### THE PROBLEM
Select each line in the rows below that contains the string "target".

* * * *

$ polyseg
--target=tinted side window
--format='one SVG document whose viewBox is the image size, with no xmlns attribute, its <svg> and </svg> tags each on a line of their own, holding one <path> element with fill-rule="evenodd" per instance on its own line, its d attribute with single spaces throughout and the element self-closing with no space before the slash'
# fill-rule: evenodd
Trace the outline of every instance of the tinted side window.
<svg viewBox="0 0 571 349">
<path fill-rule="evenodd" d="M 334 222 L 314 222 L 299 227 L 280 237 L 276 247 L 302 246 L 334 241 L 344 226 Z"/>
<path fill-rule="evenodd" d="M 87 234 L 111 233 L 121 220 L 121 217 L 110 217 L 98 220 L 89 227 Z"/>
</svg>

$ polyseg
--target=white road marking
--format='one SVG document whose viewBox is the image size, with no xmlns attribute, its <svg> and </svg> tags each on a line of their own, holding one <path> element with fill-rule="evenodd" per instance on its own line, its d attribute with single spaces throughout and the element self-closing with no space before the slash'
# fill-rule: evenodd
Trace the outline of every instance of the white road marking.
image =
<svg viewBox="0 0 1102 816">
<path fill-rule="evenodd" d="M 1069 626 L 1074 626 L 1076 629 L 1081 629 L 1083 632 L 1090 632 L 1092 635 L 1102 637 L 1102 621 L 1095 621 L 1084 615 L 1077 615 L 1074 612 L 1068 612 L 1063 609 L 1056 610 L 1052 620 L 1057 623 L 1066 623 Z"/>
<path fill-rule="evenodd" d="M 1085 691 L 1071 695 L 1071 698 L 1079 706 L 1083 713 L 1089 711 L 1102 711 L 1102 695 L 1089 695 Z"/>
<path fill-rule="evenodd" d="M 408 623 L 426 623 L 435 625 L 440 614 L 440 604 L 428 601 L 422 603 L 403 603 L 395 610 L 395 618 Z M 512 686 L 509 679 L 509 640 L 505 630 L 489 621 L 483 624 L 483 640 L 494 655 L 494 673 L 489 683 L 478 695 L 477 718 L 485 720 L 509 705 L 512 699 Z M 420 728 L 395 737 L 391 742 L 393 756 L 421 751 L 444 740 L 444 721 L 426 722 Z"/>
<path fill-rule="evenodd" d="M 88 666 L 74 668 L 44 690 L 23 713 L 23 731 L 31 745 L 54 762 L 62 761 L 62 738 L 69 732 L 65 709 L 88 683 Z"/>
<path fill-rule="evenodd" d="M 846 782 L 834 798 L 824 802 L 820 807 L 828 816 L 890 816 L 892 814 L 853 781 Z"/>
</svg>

* * * *

### FINISHED EXERCISE
--target=tinted side window
--target=white road marking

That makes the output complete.